- Document segment -
I spent the next two days trying not to barf with mixed success, sleeping a lot, and occasionally sitting on the toilet and feeling my insides empty out. I got to read a lot, which was the only benefit of the "vacation." Jello and crackers became my only real sustenance (I weigh less now than I have in the past three years). Yes, I had the same intestinal bug that made Caetlin have runny diapers and no appetite for a week. And made Bruce ralph for about 24 hours and also do the toilet thing for another few days. The timing was impeccable.

I was feeling a bit better on Monday morning as we made our way back to my parents' house to pick up Caetlin, and then back to the ATL. However, not the kind of better that 5.5 hours in the car couldn't take care of! Bruce and I had dinner plans on Monday night that we scrapped, mostly because I couldn't face getting back into the car. Even without the illness, we did a lot of driving over the weekend and I just reached my limit.

The week passed in a fog, waiting for the CVS. I arranged to take Friday off, since I knew rest would be recommended. I continued to improve, but I still, even now, don't have a great appetite. I moved through my routines as if they had suddenly been drained of color. It didn't help that I had next to nothing to do at work. I spent my time alternating between reading about CVS (odds of miscarriage from the procedure varied, but my doctor had given them as 1 in 150) and trying to think of anything besides pregnancy, Segundo, CVS, miscarriage, the whole shebang.

Friday we drove to the clinic, and I showed up with a full bladder, as instructed. After a lengthy ultrasound, in which the tech determined the baby wasn't too big to do the test, during which we watched the baby wiggling, and spinning and kicking, and showing us hands with 5 fingers and feet with 5 toes, the doctor pronounced that I needed to let my bladder fill a bit more. And then it was time.

I was undressed from the waist down. The ultrasound transducer was on my stomach the whole time. When the doctor pinched my cervix open, it hurt, sharply, stung enough to bring tears to my eyes. The catheter through that opening into my- Segundo's- placenta felt like nothing while I tried not to watch the wiggling baby, who appeared curious about what was going on, turning its head toward the cervix and the invasive catheter. The doctor grabbed a sample of the villius- small fingers of flesh on the surface of the placenta- and then I had my body back, intact, and could empty my filled to pain bladder. I had to get a shot, something to do with Rh factor in my blood versus the baby's. We were told to expect preliminary results late Monday or Tuesday, provided Hurricane Hanna managed to miss the lab in Tampa.

I was told to watch for spotting and cramping, and that a little of both were normal, but a lot of either was pretty bad. I spent the day in bed, working, since the only time I could manage to get anyone in the firm to pay attention to me was the day I just wanted to hibernate in bed.

- Given data -

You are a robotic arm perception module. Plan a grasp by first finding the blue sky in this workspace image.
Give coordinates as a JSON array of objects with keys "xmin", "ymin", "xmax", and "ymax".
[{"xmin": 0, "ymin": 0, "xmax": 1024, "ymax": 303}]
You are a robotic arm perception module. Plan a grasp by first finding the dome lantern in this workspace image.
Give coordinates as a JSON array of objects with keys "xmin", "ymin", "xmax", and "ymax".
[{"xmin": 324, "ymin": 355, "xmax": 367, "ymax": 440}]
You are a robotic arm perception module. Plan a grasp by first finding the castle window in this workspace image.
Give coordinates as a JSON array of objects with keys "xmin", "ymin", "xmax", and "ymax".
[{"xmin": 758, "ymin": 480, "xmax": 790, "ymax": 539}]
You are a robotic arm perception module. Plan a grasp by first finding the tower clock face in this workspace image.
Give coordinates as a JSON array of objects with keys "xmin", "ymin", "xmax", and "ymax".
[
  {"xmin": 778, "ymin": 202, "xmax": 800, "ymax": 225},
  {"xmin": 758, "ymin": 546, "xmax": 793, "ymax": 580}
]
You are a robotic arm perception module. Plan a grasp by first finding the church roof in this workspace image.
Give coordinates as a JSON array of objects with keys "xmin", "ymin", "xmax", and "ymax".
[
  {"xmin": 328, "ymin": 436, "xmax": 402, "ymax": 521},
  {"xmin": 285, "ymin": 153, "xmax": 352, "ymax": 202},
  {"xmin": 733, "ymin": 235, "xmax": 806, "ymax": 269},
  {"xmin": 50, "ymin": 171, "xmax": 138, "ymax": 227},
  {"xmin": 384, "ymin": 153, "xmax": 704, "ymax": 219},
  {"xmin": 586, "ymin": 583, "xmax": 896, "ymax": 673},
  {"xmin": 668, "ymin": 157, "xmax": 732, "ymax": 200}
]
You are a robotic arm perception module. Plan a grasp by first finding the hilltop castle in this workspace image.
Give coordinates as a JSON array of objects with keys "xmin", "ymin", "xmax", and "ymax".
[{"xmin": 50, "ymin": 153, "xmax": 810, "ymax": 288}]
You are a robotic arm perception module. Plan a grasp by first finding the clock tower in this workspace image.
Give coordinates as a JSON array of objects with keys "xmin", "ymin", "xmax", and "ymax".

- Task list -
1: Write out the part of the CVS account that opens with the words containing "I spent the next" and closes with "timing was impeccable.".
2: Name every day of the week that the CVS account mentions.
3: Answer these questions from the CVS account:
(a) What odds of miscarriage from the procedure did the doctor give?
(b) How many hours in the car did the Monday trip back take?
(c) In what city is the lab that will process the sample?

- Answers for each item -
1:
I spent the next two days trying not to barf with mixed success, sleeping a lot, and occasionally sitting on the toilet and feeling my insides empty out. I got to read a lot, which was the only benefit of the "vacation." Jello and crackers became my only real sustenance (I weigh less now than I have in the past three years). Yes, I had the same intestinal bug that made Caetlin have runny diapers and no appetite for a week. And made Bruce ralph for about 24 hours and also do the toilet thing for another few days. The timing was impeccable.

2: Monday, Friday, Tuesday

3:
(a) 1 in 150
(b) 5.5 hours
(c) Tampa